--- Information shown Enclosed Below ---

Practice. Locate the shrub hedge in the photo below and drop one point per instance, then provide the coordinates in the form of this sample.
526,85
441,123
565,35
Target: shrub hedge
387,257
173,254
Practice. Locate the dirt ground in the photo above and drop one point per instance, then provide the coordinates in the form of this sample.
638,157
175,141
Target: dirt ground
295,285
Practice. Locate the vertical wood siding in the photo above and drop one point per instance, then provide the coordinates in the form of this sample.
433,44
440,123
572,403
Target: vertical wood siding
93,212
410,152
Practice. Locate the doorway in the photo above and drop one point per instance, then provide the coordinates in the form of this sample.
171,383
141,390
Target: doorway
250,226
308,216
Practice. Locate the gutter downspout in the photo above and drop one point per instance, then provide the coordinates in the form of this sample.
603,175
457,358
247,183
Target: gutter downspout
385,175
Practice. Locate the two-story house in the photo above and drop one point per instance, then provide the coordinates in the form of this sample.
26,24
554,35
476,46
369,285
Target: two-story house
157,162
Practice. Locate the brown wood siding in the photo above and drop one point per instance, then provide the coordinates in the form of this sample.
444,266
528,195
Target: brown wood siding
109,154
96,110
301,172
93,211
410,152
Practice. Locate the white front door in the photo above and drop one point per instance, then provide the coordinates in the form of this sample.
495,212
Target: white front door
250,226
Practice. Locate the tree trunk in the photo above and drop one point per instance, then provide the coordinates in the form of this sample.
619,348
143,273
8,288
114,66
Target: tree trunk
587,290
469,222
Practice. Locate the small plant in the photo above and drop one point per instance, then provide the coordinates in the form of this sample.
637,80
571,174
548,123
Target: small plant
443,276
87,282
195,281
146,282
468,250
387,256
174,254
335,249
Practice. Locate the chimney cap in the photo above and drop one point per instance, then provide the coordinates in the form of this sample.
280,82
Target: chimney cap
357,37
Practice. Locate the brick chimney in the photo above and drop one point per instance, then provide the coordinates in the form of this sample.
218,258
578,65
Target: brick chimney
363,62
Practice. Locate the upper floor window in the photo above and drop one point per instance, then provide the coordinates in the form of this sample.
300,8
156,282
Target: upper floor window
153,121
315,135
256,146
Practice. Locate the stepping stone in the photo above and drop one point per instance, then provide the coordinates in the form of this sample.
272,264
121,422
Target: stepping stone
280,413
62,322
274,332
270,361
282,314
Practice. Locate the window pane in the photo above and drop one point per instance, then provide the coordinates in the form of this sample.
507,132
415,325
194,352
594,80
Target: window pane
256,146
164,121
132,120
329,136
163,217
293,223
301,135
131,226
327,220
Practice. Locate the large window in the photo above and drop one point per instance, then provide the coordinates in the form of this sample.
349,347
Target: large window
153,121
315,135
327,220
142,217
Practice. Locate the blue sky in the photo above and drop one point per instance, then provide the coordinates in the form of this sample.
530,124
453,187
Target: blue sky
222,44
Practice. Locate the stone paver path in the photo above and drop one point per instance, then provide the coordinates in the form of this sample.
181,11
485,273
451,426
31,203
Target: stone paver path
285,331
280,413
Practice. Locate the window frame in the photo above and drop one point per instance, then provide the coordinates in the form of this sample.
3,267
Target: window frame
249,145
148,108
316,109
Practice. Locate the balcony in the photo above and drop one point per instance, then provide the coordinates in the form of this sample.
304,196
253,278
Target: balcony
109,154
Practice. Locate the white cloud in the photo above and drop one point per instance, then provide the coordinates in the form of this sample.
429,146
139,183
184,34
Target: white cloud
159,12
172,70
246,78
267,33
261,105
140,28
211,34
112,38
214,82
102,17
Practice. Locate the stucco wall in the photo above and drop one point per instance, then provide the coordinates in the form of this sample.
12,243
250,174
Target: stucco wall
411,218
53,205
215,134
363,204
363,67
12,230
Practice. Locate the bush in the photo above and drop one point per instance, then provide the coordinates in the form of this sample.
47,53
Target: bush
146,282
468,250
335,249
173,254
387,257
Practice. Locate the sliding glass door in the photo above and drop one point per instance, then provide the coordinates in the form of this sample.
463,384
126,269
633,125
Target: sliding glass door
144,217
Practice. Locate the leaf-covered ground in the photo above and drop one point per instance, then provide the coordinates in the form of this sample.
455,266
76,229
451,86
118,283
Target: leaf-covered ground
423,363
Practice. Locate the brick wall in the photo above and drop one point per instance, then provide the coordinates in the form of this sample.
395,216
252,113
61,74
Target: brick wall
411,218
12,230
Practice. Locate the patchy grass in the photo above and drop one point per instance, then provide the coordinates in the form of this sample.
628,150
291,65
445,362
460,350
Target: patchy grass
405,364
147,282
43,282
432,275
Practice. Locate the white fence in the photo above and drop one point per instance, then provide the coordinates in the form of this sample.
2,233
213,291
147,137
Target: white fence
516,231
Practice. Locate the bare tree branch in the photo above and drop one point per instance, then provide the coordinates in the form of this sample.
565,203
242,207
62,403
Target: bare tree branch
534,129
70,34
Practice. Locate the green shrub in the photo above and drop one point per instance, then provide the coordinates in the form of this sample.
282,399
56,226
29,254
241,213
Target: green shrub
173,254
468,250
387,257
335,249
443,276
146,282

--- End of Enclosed Information shown ---

→ The problem
Output every entry exactly as given.

→ Output below
Practice. Locate the shrub hedge in the photo below and drop one point per instance, then provide the coordinates in the form of this sample.
526,85
441,123
565,35
Target: shrub hedge
387,257
173,254
Practice. Locate the dirt ground in the photo above and drop one point per instance, then provide the coordinates in the form of this sample.
638,157
175,141
Target: dirt ground
295,285
Practice. Locate the vertical wood siding in the photo above and drop one point per instance, then provide the coordinates in the form of this sample.
433,44
440,123
572,403
Target: vertical wood siding
93,212
410,152
Practice. Locate the doorway in the photo above and drop one point per instance, then provide the coordinates in the form of this sample.
171,383
141,390
Target: doorway
250,226
308,216
Practice. Locate the gutter downspout in the photo above and drop one point per instance, then provide the coordinates in the form of this sample.
603,175
457,358
247,183
Target: gutter downspout
385,175
Practice. Locate the two-story house in the photo above and drop one point per instance, then provide the coordinates in the form of this sample.
26,24
554,35
476,46
369,285
Target: two-story house
157,162
Practice. Locate the brown wood siding in the photo above and drop one point per instance, then provide the coordinates in the form of this sample.
444,266
528,195
Target: brown wood siding
109,154
96,110
301,172
93,211
410,152
Practice. Locate the white front door in the photo above and drop one point per instance, then provide the coordinates in the form of this sample.
495,212
Target: white front door
250,226
Practice. Locate the tree trunk in the photo above and drop one point per instance, then provide the coordinates in the form of this sample.
619,348
143,273
8,288
114,66
Target: tree trunk
587,290
469,222
Practice. Locate the small plant in the photo above and drop one point per instance, then provide the coordinates in the form of this sample.
637,80
571,174
548,123
Target: small plant
443,276
87,282
195,281
146,282
468,250
387,256
174,254
335,249
Practice. Locate the chimney cap in the photo above and drop one point per instance, then provide the coordinates in the form of this sample.
280,82
Target: chimney cap
357,37
Practice. Locate the brick chimney in the photo above and drop one point per instance, then provide the coordinates in the form of this sample.
218,258
578,65
Target: brick chimney
363,62
Practice. Locate the upper floor window in the photo above and drop one point per instance, then provide the coordinates in the form of this sample.
300,8
156,282
Target: upper floor window
153,121
315,135
256,146
Practice. Locate the stepping stone in the photo above and drop one point per instance, then provide the coordinates in the form of this sample.
272,264
121,422
Target: stepping stone
280,413
62,322
274,332
270,361
282,314
Practice. Locate the window pane in the photo above and drop one point per instance, then provide the coordinates in the form of this sample.
507,132
415,325
194,352
594,80
Target: window pane
256,146
164,121
132,120
329,136
163,217
293,223
301,135
131,226
327,220
Practice. Locate the large window in the photo above and drop one point per instance, then provide the coordinates in the form of this sample.
349,347
Target: large window
153,121
315,135
327,220
142,217
Practice. Locate the blue sky in the photo above and drop one point per instance, then provide the coordinates in the form of this sample.
530,124
453,187
Target: blue sky
222,44
Practice. Locate the stone paver path in the photo above and drop one point per instance, then provide the coordinates in the form of this sample.
181,11
485,273
451,426
31,203
Target: stone paver path
285,331
280,413
Practice. Locate the window frame in the photo above and drop one point per instance, then provide the coordinates in the form of this sample.
3,267
Target: window frame
249,145
148,108
316,109
Practice. Locate the balcony in the photo above and drop one point per instance, then provide the coordinates in the form of this sample.
304,196
253,278
Target: balcony
109,154
Practice. Locate the white cloud in the photo above and drop one point per instance, then provide the coordinates in the form of this sample.
429,146
139,183
184,34
Target: white cloud
159,12
172,70
246,78
267,33
261,105
140,28
211,34
112,38
214,82
102,17
Practice. Locate the stucco wall in the photo above and drop one point per instance, then provide the coordinates in the form of this sample.
12,243
250,174
Target: stucco wall
411,218
53,205
215,134
363,204
363,67
12,230
Practice. Locate the bush in the photo above and drop one point per instance, then provide the coordinates in the form of this sample.
47,53
Target: bush
146,282
468,250
335,249
173,254
387,257
Practice. Locate the sliding glass door in the photo above and drop one point per instance, then provide the coordinates in the form of this sample.
463,384
126,269
633,125
Target: sliding glass door
144,217
Practice. Locate the leaf-covered ground in the photo above and drop one point per instance, then provide the coordinates in the form of this sample.
455,266
76,229
451,86
118,283
Target: leaf-covered ground
423,363
Practice. Locate the brick wall in the photo above and drop one point per instance, then provide the coordinates in the form of this sample.
395,216
252,113
61,74
Target: brick wall
411,218
12,230
Practice. Locate the patchy grass in the photo above and drop one point per instance, then provide the coordinates in the form of this sample.
628,150
291,65
445,362
460,350
Target: patchy grass
405,364
147,282
43,282
432,275
Practice. Locate the white fence in the photo above and drop one point per instance, then provide the coordinates in the form of this sample.
2,233
213,291
147,137
Target: white fence
516,231
Practice. Locate the bare tree branch in the photo above and drop one point per instance, then provide the coordinates in the form of this sample.
565,203
242,207
62,403
Target: bare tree branch
534,129
70,34
Practice. Locate the green shrub in the photo above and drop one point per instance, then provide the coordinates in the form of this sample.
282,399
56,226
29,254
241,213
Target: green shrub
173,254
468,250
387,257
335,249
443,276
146,282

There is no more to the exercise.